Records from a dataset
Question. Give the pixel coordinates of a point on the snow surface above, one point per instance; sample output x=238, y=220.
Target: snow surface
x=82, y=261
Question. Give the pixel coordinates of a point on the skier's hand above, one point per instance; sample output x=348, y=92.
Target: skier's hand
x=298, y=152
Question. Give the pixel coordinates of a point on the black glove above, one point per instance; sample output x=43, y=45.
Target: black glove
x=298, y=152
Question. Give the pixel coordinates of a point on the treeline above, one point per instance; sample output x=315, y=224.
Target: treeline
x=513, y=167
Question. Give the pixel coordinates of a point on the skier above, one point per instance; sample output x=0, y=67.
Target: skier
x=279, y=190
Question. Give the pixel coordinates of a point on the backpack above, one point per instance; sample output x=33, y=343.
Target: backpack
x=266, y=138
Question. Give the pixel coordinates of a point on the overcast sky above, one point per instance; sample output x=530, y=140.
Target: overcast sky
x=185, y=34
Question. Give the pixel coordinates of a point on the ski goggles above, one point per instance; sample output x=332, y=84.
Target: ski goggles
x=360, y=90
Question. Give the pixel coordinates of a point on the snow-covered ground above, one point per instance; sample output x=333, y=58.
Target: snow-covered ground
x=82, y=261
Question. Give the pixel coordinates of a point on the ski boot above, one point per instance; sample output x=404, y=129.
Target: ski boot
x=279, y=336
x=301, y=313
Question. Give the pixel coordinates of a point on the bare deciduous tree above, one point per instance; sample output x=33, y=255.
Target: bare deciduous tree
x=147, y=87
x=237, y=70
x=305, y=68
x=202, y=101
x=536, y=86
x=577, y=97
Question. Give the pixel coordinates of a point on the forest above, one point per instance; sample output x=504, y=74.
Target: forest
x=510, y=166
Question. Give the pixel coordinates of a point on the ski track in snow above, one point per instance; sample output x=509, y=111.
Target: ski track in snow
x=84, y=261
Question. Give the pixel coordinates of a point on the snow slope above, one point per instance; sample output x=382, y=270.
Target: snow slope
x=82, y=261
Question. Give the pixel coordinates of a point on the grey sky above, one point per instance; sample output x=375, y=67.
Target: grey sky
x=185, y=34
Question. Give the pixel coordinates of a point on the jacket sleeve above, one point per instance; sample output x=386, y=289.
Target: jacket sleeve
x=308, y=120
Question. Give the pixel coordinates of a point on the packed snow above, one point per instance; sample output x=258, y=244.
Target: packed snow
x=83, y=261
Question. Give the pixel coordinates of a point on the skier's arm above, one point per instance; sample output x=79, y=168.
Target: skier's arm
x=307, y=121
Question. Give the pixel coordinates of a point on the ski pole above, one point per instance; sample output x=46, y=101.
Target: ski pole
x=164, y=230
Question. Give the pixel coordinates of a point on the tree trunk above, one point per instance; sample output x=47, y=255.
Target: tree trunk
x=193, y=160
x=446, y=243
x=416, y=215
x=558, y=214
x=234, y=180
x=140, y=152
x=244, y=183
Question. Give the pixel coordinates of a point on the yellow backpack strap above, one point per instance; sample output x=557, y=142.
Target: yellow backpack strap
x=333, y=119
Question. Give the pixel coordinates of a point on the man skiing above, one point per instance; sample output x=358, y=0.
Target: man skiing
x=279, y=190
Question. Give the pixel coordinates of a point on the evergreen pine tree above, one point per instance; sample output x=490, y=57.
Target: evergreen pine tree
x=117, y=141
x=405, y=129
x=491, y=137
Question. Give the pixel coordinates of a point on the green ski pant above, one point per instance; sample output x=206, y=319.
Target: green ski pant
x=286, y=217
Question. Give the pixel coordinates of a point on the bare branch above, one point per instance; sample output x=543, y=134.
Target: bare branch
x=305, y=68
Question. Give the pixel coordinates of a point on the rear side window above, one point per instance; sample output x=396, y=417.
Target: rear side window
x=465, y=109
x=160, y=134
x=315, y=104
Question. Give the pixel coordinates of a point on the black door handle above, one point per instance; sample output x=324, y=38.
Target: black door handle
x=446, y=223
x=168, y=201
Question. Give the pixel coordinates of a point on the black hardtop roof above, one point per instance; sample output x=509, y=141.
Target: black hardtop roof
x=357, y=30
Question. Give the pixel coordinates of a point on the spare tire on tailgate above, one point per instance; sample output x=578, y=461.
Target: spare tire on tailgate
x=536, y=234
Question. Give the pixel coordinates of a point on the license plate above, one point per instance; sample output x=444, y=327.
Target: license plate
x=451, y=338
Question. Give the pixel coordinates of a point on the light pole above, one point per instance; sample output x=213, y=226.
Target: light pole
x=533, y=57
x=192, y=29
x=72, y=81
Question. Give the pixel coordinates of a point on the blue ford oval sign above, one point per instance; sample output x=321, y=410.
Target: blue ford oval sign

### Instruction:
Can you turn all of the data above into a numbered list, leaving out any blank lines?

### Correct result:
1. Question. Give the pixel coordinates of a point on the snow surface above, one point per instance; sample output x=238, y=220.
2. Target: snow surface
3. x=82, y=261
4. Question. Give the pixel coordinates of a point on the skier's hand above, one point per instance; sample output x=348, y=92.
5. Target: skier's hand
6. x=298, y=152
7. Question. Give the pixel coordinates of a point on the black glove above, one point per instance; sample output x=43, y=45.
8. Target: black glove
9. x=298, y=152
10. Question. Give the pixel coordinates of a point on the treeline above, one point per instance; sample output x=315, y=224.
11. Target: treeline
12. x=513, y=167
13. Question. Give the pixel coordinates of a point on the skier above, one point per instance; sample output x=0, y=67.
14. Target: skier
15. x=279, y=190
16. Question. Give the pixel coordinates of a point on the backpack above, one point per instance; sample output x=33, y=343.
17. Target: backpack
18. x=266, y=138
19. Question. Give the pixel coordinates of a point on the overcast sky above, one point per instance; sample output x=530, y=140.
20. Target: overcast sky
21. x=185, y=34
22. Question. Give the pixel coordinates of a point on the ski goggles above, one point per instance; sample output x=332, y=84.
23. Target: ski goggles
24. x=360, y=90
25. Question. Give the pixel coordinates of a point on the snow-covered ground above, one point per instance; sample output x=333, y=58.
26. Target: snow-covered ground
27. x=82, y=261
28. Question. Give the pixel coordinates of a point on the ski boot above, one point per instance; sample output x=404, y=129.
29. Target: ski boot
30. x=279, y=336
31. x=301, y=313
32. Question. Give the pixel coordinates of a point on the bare deciduous tree above, one point per instance; sample output x=33, y=255.
33. Target: bare deciduous tree
34. x=147, y=87
35. x=237, y=70
36. x=305, y=68
37. x=202, y=101
38. x=536, y=86
39. x=577, y=97
40. Question. Give the pixel coordinates of a point on the forest above, one point per instance; sample output x=504, y=74.
41. Target: forest
42. x=510, y=166
43. Question. Give the pixel coordinates of a point on the ski track in snow above, one point per instance; sample output x=509, y=111.
44. Target: ski track in snow
45. x=84, y=261
46. Question. Give the pixel coordinates of a point on the snow slope above, one point per instance; sample output x=382, y=270.
47. Target: snow slope
48. x=82, y=261
49. Question. Give the pixel coordinates of a point on the grey sky above, one point per instance; sample output x=375, y=67.
50. Target: grey sky
51. x=185, y=34
52. Question. Give the pixel coordinates of a point on the jacket sleeve above, one point per instance; sample output x=386, y=289.
53. Target: jacket sleeve
54. x=308, y=120
55. Question. Give the pixel coordinates of a point on the packed snow above, one point per instance; sample output x=258, y=244.
56. Target: packed snow
57. x=83, y=261
58. Question. Give the pixel coordinates of a point on the skier's arm above, one point per instance; sample output x=79, y=168.
59. Target: skier's arm
60. x=307, y=121
61. Question. Give the pixel coordinates of a point on the ski pole above, one point per instance; sample output x=46, y=101.
62. Target: ski pole
63. x=164, y=230
64. Question. Give the pixel coordinates of a point on the tree trunk above, one point per instance; sample output x=47, y=255.
65. Target: tree trunk
66. x=193, y=160
67. x=446, y=243
68. x=416, y=215
69. x=558, y=214
70. x=234, y=180
71. x=140, y=152
72. x=244, y=183
73. Question. Give the pixel coordinates of a point on the yellow backpack strap above, one point per instance; sample output x=557, y=142.
74. Target: yellow backpack strap
75. x=333, y=119
76. Question. Give the pixel coordinates of a point on the man skiing above, one point per instance; sample output x=358, y=0.
77. Target: man skiing
78. x=279, y=190
79. Question. Give the pixel coordinates of a point on the evergreen pine tree above, one point per instance; sample output x=490, y=57.
80. Target: evergreen pine tree
81. x=117, y=141
82. x=405, y=129
83. x=491, y=137
84. Question. Give the pixel coordinates of a point on the green ski pant above, one point per instance; sample output x=206, y=319.
85. Target: green ski pant
86. x=286, y=217
87. Question. Give the pixel coordinates of a point on the bare branch above, one point per instance; sample output x=543, y=134.
88. Target: bare branch
89. x=305, y=68
90. Question. Give the pixel coordinates of a point on the rear side window above, one point per instance; sample output x=396, y=417.
91. Target: rear side window
92. x=465, y=109
93. x=160, y=134
94. x=315, y=104
95. Question. Give the pixel coordinates of a point on the black door handle above, one point per instance; sample output x=324, y=38.
96. Target: black door handle
97. x=446, y=223
98. x=168, y=201
99. Question. Give the pixel coordinates of a point on the black hardtop roof above, one point per instance; sample output x=509, y=141.
100. Target: black hardtop roof
101. x=357, y=30
102. Question. Give the pixel coordinates of a point on the spare tire on tailgate above, one point per instance; sample output x=578, y=461.
103. Target: spare tire on tailgate
104. x=536, y=234
105. Question. Give the pixel coordinates of a point on the license plate above, one point per instance; sample output x=444, y=327.
106. Target: license plate
107. x=451, y=338
108. Question. Give the pixel coordinates of a point on the light pole above, one point per instance; sample output x=213, y=226.
109. Target: light pole
110. x=533, y=57
111. x=192, y=29
112. x=72, y=81
113. Question. Give the pixel coordinates of a point on the blue ford oval sign above, one point per instance; sample output x=321, y=410.
114. Target: blue ford oval sign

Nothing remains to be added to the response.